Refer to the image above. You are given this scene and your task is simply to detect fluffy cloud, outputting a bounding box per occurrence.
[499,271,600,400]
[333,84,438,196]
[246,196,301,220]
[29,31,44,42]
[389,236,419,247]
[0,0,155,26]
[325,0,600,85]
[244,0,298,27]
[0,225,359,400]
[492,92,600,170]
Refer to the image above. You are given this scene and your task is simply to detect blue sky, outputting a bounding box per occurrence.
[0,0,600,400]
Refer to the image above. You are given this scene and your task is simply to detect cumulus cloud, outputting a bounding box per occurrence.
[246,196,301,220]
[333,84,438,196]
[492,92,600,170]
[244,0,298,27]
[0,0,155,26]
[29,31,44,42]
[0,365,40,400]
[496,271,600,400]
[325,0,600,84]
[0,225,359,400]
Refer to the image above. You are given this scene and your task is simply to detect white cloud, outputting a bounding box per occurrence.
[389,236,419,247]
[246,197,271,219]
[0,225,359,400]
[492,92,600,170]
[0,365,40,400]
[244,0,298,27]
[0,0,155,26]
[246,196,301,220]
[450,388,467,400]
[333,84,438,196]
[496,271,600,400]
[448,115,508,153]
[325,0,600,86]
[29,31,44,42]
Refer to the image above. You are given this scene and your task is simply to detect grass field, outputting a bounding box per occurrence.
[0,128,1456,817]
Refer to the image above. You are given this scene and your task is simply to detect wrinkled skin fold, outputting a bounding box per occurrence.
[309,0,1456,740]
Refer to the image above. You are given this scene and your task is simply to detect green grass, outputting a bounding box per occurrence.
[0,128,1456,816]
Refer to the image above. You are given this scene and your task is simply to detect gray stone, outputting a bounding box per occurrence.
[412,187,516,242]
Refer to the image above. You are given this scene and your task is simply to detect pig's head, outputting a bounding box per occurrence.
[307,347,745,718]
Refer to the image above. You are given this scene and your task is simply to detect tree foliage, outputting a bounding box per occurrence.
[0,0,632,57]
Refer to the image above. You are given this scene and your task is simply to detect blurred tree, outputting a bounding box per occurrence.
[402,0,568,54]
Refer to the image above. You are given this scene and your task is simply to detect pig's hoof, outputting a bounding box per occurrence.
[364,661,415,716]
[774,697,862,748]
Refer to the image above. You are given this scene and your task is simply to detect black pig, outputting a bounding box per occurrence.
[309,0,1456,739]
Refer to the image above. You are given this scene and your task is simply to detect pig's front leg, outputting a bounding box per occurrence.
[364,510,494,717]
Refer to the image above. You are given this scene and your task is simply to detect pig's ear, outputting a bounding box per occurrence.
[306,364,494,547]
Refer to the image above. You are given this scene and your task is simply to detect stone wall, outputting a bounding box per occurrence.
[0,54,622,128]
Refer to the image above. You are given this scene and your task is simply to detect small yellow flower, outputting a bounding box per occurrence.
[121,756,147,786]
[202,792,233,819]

..........

Write out every one of the entries above verbatim, in the same order.

=== Answer to the problem ===
Refer to the image above. You are given this scene and your task is simply to detect fluffy cloud, outputting a bounding box per occurrence.
[499,271,600,400]
[333,84,438,196]
[246,196,301,220]
[29,31,44,42]
[389,236,419,247]
[0,0,155,26]
[325,0,600,85]
[244,0,298,27]
[0,225,359,400]
[492,92,600,170]
Refer to the image above. You are given this scene and your task is simply to detect blue sky, outputting a bounding box per occurrence.
[0,0,600,400]
Refer to the image above. You are given this scene and your task is simply to detect cumulus cloud, outputting a bounding box per occurrence.
[246,196,301,220]
[333,84,438,196]
[492,92,600,170]
[244,0,298,27]
[0,0,155,26]
[29,31,44,42]
[0,365,40,400]
[496,271,600,400]
[325,0,600,84]
[0,225,359,400]
Refer to the image above. You are given this scene and your task is simply to detect white cloud, outputting a bounding box per occurrence.
[389,236,419,247]
[246,197,271,219]
[0,225,359,400]
[492,92,600,170]
[0,365,40,400]
[244,0,298,27]
[0,0,155,26]
[246,196,301,220]
[450,388,467,400]
[333,84,438,196]
[496,271,600,400]
[448,115,508,153]
[325,0,600,86]
[29,31,44,42]
Refer to the image above. You are given this scene and your task is simply to detect grass field, outputting a bounding box per occurrence.
[0,128,1456,817]
Refer to the image above. You are given this scene and your task is simply to detect wrinkled skin fold, outputting a bounding box per occurrence.
[309,0,1456,740]
Refer to the image above. You are given this scene and your task is simply to detect green grass, outputting a bounding box per occurrence.
[0,128,1456,816]
Refer to the image above. You are given this scene and your task is simply to detect gray stone, outputting a bounding box per occurrence.
[412,187,516,242]
Refer to the image above. You are given this scene and your task is simply to detect pig's head, outputting a bounding box per occurrence.
[307,347,745,718]
Refer to the image above. You are given this scene and your task is simply to detect tree foliage, outputting a bounding box per occurrence.
[0,0,632,57]
Refer to the image above. You are given this scene and your task is simply to detect blurred tree, outputting a bounding box per occurrence.
[402,0,568,54]
Refer to the image above. You are given this scene and your task is simply to detect pig's hoof, outputting a bounding box per occurrence.
[364,661,415,716]
[774,697,862,748]
Refer to the image above. You are given this scene and your task is simply to detect black pig, outputting a bounding box per occurrence.
[309,0,1456,739]
Refer to the image above. You are given this scene and your task is simply to detect pig's front leg, outputting a bounding box per occurrence.
[364,510,494,717]
Refer to the image above. You are given this scene and your task is simply to detect pig's ear, outputting a bounding box per occurrence.
[306,364,494,547]
Refer to the image above. You are given this scene and your task is simply to detect stone wall, outputting a bounding box per occurrence.
[0,54,622,128]
Refer to the image above. You are given this scene and your task is simply to detect small yellow flower, outputting a bounding box per occurrence.
[121,756,147,786]
[202,792,233,819]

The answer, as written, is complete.